### Location annotation dataset excerpts
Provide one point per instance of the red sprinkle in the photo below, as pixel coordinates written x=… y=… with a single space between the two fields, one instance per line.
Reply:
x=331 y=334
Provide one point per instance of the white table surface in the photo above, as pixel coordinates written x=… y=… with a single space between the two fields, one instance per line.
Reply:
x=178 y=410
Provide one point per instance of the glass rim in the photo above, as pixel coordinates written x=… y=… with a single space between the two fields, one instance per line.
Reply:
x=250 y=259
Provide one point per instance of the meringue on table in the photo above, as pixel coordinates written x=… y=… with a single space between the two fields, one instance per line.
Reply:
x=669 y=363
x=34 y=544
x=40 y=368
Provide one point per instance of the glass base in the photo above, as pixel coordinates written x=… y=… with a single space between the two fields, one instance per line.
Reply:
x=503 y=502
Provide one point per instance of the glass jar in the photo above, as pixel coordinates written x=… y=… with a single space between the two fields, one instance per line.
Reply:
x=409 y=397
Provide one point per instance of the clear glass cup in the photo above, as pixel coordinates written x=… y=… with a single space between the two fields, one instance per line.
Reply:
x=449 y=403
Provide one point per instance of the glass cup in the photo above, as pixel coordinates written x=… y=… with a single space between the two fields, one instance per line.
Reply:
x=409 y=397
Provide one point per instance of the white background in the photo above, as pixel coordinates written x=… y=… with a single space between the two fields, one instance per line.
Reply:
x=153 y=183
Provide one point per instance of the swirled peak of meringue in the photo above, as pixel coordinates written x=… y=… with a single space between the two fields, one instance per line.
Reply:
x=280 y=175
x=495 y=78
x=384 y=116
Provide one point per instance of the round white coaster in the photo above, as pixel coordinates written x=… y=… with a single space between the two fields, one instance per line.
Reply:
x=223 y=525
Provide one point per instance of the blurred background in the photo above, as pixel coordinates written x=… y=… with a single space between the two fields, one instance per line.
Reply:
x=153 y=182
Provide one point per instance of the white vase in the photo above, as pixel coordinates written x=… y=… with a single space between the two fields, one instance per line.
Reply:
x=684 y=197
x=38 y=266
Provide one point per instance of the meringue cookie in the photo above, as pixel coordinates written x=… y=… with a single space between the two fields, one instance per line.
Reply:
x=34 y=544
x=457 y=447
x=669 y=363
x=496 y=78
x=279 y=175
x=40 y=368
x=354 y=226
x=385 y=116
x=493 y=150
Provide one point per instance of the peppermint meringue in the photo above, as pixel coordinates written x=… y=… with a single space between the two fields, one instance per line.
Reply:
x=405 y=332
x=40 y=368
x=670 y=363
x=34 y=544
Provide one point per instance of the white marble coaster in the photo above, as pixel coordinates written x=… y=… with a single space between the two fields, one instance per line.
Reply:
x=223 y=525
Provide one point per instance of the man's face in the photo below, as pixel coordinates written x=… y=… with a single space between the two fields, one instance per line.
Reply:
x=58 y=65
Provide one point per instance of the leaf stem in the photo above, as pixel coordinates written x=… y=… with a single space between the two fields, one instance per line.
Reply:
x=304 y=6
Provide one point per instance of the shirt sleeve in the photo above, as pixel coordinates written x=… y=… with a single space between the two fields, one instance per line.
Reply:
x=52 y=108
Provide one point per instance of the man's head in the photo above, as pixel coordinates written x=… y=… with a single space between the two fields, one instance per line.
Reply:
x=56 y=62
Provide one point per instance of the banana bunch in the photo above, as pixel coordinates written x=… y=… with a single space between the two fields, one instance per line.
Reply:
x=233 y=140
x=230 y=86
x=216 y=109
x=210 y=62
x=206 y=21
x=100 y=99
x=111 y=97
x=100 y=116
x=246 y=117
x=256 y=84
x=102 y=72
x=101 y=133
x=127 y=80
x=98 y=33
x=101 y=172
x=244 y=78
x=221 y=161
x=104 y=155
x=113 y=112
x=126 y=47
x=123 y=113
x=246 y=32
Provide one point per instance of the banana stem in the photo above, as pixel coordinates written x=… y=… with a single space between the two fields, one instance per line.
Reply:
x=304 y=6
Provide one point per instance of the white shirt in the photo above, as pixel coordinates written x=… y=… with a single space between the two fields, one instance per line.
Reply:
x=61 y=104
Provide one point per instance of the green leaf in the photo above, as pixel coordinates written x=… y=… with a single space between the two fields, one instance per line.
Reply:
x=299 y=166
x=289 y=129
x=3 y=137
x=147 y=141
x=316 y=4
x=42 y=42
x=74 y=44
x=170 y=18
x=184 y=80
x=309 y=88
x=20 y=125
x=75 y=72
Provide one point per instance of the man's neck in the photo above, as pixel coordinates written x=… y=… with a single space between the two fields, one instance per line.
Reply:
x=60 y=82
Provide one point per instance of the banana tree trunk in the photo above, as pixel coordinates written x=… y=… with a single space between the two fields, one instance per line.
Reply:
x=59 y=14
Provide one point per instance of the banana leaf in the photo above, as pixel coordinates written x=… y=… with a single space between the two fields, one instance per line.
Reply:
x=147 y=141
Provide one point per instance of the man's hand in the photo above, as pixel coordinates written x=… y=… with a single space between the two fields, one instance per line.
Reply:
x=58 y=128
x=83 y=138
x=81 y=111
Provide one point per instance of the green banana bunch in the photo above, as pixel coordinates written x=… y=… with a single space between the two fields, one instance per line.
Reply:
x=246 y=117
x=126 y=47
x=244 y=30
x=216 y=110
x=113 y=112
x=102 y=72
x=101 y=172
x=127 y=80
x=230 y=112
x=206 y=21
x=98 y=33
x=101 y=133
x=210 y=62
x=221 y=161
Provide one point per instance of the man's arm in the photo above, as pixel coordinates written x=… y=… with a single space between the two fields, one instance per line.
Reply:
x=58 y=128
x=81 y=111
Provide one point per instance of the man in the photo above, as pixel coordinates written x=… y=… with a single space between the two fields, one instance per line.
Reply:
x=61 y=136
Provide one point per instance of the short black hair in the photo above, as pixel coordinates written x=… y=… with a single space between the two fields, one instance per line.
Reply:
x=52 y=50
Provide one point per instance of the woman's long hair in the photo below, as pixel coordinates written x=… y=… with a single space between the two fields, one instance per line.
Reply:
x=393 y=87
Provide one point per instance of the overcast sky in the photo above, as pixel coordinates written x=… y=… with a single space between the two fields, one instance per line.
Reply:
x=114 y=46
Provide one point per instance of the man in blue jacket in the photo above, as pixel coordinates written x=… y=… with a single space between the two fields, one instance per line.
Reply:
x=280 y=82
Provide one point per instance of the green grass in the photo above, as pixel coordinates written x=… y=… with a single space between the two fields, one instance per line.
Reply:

### Job
Return the listing above word for word.

### Solution for this task
Provide one point per instance of the red sprinkle in the photo below, as pixel coordinates written x=… y=… with a single space between the two fields, one instance per line.
Reply:
x=331 y=334
Provide one point per instance of the white table surface in the photo above, as pixel coordinates written x=… y=… with a single space between the two fields, one instance per line.
Reply:
x=178 y=410
Provide one point per instance of the glass rim in the photo above, as pixel coordinates written x=… y=… with a single space between the two fields, one instance per line.
Reply:
x=250 y=259
Provide one point per instance of the meringue on table in the photo above, as pixel coordinates written x=… y=… with a single space between the two fields, one instance per line.
Reply:
x=669 y=363
x=34 y=544
x=40 y=368
Provide one point per instance of the glass base in the photo above, as pixel coordinates written x=… y=… with a single space between the two fields, one instance per line.
Reply:
x=503 y=502
Provide one point per instance of the glass jar in the photo above, as pixel coordinates written x=… y=… with a single space between the two fields, one instance per line.
Reply:
x=409 y=397
Provide one point per instance of the clear glass cup in the photo above, as pixel coordinates written x=… y=… with a single space between the two fields, one instance per line.
Reply:
x=449 y=403
Provide one point per instance of the glass cup in the photo above, as pixel coordinates written x=… y=… with a single space between the two fields, one instance per line.
Reply:
x=409 y=397
Provide one point per instance of the white background in the photo above, as pixel coordinates written x=… y=… with a single space between the two fields, one instance per line.
Reply:
x=153 y=183
Provide one point per instance of the swirled peak of meringue in the photo above, as pixel coordinates written x=… y=… with a single space between the two fields, one instance per line.
Reply:
x=280 y=175
x=495 y=78
x=384 y=116
Provide one point per instance of the round white coaster in the photo above, as pixel coordinates written x=… y=… with a single space between the two fields, one instance per line.
Reply:
x=223 y=525
Provide one point per instance of the blurred background in the photo above, as pixel coordinates written x=… y=… with a single space between the two fields, one instance per line.
Reply:
x=153 y=182
Provide one point per instance of the white vase in the photo above, as pixel coordinates written x=… y=… with a single space between the two fields, one instance per line.
Reply:
x=684 y=197
x=38 y=266
Provide one point per instance of the meringue cookie in the photo above, as pixel coordinates written x=… y=… with a single space between the two fields, one instance per line.
Reply:
x=34 y=544
x=457 y=447
x=669 y=363
x=496 y=78
x=279 y=175
x=40 y=368
x=354 y=226
x=385 y=116
x=493 y=150
Provide one point per instance of the peppermint meringue in the photo above, as pixel coordinates written x=… y=… with a single space between the two fields, one instance per line.
Reply:
x=405 y=332
x=40 y=368
x=670 y=363
x=34 y=544
Provide one point per instance of the white marble coaster in the photo above, as pixel coordinates written x=… y=… with a single space between the two fields, one instance per line.
Reply:
x=223 y=525
Provide one point per instance of the man's face in the photo below, as pixel coordinates written x=… y=… with a single space between the two fields, one instance per line.
Reply:
x=58 y=65
Provide one point per instance of the leaf stem in the photo above, as pixel coordinates written x=… y=… with a single space between the two fields, one instance per line.
Reply:
x=304 y=6
Provide one point per instance of the shirt sleeve in the photo above, as pixel coordinates written x=… y=… with a single space between the two fields, one instance per line.
Reply:
x=52 y=108
Provide one point per instance of the man's head in the photo above, as pixel coordinates written x=… y=… with a single space between the two fields, one instance per line.
Reply:
x=56 y=62
Provide one point per instance of the banana bunch in the photo above, as pixel coordinates written x=… y=… with a single space between the two fields, one instance per line.
Reply:
x=233 y=140
x=230 y=86
x=216 y=109
x=210 y=62
x=206 y=21
x=100 y=99
x=111 y=97
x=100 y=116
x=246 y=117
x=256 y=84
x=102 y=72
x=101 y=133
x=127 y=80
x=98 y=33
x=101 y=172
x=244 y=78
x=221 y=161
x=104 y=155
x=113 y=112
x=126 y=47
x=123 y=113
x=246 y=32
Provide one point per instance of the banana stem in the photo above, as pixel coordinates written x=… y=… with a single space between the two fields, one instance per line.
Reply:
x=304 y=6
Provide one point per instance of the white shirt in the photo above, as pixel coordinates written x=… y=… with a single space between the two fields, one instance per line.
Reply:
x=61 y=104
Provide one point per instance of the green leaf in the photo above, as pixel coordinates written x=… y=… with a single space between the two fields, one instance per line.
Reply:
x=299 y=166
x=289 y=129
x=3 y=137
x=147 y=141
x=316 y=4
x=42 y=42
x=74 y=44
x=170 y=18
x=184 y=80
x=309 y=88
x=20 y=125
x=75 y=72
Provide one point per instance of the man's neck in the photo above, as pixel coordinates written x=… y=… with a single space between the two fields, one instance per line.
Reply:
x=60 y=82
Provide one point per instance of the banana tree trunk in the photo above, as pixel coordinates written x=… y=… with a single space between the two fields, one instance per line.
Reply:
x=59 y=14
Provide one point per instance of the banana leaf in the photo above, as pixel coordinates written x=… y=… with a single space between the two fields, one instance per line.
Reply:
x=147 y=141
Provide one point per instance of the man's hand in the photo above, as pixel coordinates written x=… y=… with a single space between the two fields, one instance per line.
Reply:
x=58 y=128
x=83 y=138
x=81 y=111
Provide one point per instance of the green banana bunch in the photo above, as pixel coordinates written x=… y=… with a single space between the two fields, one instance per line.
Reply:
x=246 y=117
x=126 y=47
x=244 y=30
x=216 y=110
x=113 y=112
x=102 y=72
x=101 y=172
x=127 y=80
x=230 y=112
x=206 y=21
x=98 y=33
x=101 y=133
x=210 y=62
x=221 y=161
Provide one point per instance of the man's arm in the photo above, as pixel coordinates written x=… y=… with a single space between the two fields, one instance per line.
Reply:
x=58 y=128
x=81 y=111
Provide one point per instance of the man in the photo above, as pixel coordinates written x=… y=… with a single space between the two fields, one instance per line.
Reply:
x=61 y=136
Provide one point per instance of the short black hair in the photo above, as pixel coordinates written x=… y=… with a single space between the two fields, one instance per line.
Reply:
x=52 y=50
Provide one point per instance of the woman's long hair in the photo below, as pixel coordinates written x=… y=… with a single space between the two fields, one instance per line.
Reply:
x=393 y=87
Provide one point per instance of the overcast sky in the photo above, as pixel coordinates written x=… y=… with a single space between the two fields, one instance per line.
Reply:
x=114 y=46
Provide one point per instance of the man in blue jacket in the photo above, as pixel coordinates written x=… y=… with a single space between the two fields, one instance per line.
Reply:
x=280 y=82
Provide one point per instance of the green grass in the photo above, as pixel coordinates written x=… y=… with a single space between the two fields, one instance per line.
Reply:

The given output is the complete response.